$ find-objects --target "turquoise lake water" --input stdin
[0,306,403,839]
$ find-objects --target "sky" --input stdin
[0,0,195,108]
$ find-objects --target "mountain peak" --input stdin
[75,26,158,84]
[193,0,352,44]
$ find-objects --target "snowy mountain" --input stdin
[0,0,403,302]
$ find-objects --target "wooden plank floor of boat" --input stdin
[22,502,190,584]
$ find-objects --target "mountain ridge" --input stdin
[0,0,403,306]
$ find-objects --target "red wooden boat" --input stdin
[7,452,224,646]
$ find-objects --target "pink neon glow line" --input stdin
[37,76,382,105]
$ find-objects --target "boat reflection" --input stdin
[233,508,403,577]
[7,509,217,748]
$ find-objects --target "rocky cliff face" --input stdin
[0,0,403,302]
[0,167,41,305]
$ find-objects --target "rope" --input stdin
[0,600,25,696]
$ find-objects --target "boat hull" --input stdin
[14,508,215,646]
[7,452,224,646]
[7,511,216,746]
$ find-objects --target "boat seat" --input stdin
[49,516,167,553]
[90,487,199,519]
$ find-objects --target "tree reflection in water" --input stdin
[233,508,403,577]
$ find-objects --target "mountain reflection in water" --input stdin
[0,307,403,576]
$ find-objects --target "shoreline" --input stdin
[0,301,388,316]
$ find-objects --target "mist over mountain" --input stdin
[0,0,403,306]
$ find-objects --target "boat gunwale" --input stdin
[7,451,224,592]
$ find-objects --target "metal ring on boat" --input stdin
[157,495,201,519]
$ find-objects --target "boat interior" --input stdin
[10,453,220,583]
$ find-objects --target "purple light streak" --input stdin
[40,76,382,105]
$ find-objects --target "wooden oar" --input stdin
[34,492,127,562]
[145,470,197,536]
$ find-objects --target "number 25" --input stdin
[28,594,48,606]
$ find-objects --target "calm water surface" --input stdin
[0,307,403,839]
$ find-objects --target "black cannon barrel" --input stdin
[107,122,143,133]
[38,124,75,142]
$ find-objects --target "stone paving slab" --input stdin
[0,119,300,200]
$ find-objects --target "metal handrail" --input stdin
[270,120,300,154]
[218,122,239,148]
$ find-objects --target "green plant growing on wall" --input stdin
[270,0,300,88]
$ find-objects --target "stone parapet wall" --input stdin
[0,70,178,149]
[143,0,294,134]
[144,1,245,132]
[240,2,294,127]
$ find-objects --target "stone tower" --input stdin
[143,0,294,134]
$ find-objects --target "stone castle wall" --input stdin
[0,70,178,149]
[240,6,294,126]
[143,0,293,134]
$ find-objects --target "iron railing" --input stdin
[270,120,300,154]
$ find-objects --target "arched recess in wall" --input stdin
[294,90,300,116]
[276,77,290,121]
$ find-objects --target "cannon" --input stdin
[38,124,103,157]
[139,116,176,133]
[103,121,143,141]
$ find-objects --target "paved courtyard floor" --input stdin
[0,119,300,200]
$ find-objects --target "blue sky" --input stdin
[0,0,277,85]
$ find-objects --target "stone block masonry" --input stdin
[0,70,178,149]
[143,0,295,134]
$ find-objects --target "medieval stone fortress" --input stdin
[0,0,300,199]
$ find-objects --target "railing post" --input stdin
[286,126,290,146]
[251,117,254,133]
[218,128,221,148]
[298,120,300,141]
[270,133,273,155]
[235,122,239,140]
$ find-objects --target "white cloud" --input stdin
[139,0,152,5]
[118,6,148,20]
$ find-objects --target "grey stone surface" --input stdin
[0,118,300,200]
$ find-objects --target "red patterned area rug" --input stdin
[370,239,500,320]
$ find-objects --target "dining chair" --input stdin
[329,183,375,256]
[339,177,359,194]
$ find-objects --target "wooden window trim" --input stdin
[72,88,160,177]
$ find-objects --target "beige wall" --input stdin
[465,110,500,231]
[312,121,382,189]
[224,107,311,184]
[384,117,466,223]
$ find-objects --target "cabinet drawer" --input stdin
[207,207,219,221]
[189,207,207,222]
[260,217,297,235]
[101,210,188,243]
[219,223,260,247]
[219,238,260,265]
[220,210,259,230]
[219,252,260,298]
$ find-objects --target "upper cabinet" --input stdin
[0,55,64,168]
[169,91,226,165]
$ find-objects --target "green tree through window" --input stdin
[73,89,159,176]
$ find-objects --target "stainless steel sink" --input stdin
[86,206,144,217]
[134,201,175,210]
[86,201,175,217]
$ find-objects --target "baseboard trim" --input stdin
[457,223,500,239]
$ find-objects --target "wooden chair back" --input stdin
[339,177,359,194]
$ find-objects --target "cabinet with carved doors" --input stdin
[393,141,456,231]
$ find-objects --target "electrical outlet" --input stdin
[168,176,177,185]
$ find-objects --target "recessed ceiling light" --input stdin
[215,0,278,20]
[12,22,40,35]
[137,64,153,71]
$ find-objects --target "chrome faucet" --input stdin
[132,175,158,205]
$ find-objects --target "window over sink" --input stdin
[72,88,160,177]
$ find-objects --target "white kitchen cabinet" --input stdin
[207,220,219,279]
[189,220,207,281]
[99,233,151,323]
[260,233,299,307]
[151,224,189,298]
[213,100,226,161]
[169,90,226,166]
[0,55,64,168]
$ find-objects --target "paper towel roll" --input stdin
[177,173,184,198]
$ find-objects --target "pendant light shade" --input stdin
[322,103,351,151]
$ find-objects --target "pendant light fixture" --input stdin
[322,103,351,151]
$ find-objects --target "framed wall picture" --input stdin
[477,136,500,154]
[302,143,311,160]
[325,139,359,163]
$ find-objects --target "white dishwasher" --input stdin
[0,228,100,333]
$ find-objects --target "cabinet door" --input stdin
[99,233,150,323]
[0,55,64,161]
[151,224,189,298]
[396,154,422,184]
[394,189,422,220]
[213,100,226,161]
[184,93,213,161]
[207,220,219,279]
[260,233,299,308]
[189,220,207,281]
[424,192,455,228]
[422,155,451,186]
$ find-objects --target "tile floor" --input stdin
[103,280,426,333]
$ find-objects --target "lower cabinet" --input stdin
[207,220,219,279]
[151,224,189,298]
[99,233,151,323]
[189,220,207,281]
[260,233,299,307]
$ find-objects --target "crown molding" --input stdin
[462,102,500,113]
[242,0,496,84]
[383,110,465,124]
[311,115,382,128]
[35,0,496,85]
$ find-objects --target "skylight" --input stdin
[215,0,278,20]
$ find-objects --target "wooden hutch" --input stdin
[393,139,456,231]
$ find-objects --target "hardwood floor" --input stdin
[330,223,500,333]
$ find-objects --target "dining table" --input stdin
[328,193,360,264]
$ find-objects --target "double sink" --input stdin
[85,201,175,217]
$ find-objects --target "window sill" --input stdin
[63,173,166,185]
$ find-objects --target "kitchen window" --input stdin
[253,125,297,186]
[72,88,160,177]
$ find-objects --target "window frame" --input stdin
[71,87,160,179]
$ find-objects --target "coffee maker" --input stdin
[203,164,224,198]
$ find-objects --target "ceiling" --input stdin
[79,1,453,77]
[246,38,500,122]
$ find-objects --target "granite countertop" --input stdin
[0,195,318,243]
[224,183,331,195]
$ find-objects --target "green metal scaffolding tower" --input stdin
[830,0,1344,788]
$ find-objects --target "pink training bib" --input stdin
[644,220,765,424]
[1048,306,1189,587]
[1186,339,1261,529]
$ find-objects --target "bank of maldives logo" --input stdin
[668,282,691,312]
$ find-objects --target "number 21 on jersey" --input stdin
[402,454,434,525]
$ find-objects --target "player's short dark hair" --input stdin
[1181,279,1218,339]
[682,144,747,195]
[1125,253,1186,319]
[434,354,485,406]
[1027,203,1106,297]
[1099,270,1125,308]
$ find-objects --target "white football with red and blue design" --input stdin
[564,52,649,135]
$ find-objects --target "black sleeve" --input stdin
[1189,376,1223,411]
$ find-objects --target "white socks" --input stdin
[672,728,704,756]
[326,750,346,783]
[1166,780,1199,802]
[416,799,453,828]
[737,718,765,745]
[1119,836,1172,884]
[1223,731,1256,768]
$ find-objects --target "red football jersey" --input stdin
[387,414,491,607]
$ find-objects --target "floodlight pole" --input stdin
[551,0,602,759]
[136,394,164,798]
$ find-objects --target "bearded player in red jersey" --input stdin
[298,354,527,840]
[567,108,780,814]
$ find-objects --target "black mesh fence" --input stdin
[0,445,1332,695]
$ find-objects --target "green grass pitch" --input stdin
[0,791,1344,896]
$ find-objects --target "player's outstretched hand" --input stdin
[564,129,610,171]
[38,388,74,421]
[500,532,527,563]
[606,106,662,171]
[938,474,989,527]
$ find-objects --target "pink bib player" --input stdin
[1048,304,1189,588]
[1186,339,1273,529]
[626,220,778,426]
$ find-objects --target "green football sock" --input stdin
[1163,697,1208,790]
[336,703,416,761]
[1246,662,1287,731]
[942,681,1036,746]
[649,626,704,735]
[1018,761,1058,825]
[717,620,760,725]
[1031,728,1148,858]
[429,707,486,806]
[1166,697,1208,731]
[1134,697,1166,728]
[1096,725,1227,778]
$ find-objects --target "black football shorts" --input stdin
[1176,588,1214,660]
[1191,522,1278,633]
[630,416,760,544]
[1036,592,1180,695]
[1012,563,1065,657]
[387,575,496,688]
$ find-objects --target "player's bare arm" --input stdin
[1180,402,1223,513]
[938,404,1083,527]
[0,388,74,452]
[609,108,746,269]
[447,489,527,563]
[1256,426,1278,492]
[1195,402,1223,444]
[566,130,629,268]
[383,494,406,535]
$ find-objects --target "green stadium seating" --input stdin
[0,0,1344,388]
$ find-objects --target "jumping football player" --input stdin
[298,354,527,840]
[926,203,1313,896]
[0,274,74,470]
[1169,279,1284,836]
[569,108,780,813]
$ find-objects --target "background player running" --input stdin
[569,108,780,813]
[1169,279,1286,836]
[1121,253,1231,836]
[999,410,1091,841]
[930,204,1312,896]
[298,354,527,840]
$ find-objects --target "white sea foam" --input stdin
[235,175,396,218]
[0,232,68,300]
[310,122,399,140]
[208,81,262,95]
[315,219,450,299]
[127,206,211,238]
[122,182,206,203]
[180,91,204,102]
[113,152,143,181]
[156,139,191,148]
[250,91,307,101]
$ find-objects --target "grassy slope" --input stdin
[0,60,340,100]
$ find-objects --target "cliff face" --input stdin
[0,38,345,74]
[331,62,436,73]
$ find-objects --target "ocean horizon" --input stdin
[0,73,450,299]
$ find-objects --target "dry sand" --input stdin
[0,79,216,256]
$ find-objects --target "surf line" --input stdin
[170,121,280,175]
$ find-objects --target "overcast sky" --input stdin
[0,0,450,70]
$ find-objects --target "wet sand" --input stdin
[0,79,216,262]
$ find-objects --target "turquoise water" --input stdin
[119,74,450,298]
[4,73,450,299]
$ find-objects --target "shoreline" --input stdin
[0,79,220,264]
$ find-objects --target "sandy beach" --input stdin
==========
= What is needed =
Print the entries above word for word, from their first line down through the line that contains "[0,600,25,696]", including both of those lines.

= The output =
$ find-objects --target "turquoise lake water" --input stdin
[0,306,403,839]
$ find-objects --target "sky" --input stdin
[0,0,195,108]
$ find-objects --target "mountain peak" --input stdin
[75,26,158,84]
[193,0,352,44]
$ find-objects --target "snowy mountain" --input stdin
[0,0,403,302]
$ find-objects --target "wooden plank floor of boat" --input stdin
[22,502,190,584]
$ find-objects --target "mountain ridge" --input stdin
[0,0,403,306]
$ find-objects --target "red wooden boat" --input stdin
[7,452,224,646]
$ find-objects --target "pink neon glow line" --input stdin
[37,76,382,105]
$ find-objects --target "boat reflection" --input stdin
[233,508,403,577]
[7,509,217,748]
$ find-objects --target "rocky cliff face" --input stdin
[0,0,403,302]
[0,167,41,305]
$ find-objects --target "rope" --input stdin
[0,600,25,696]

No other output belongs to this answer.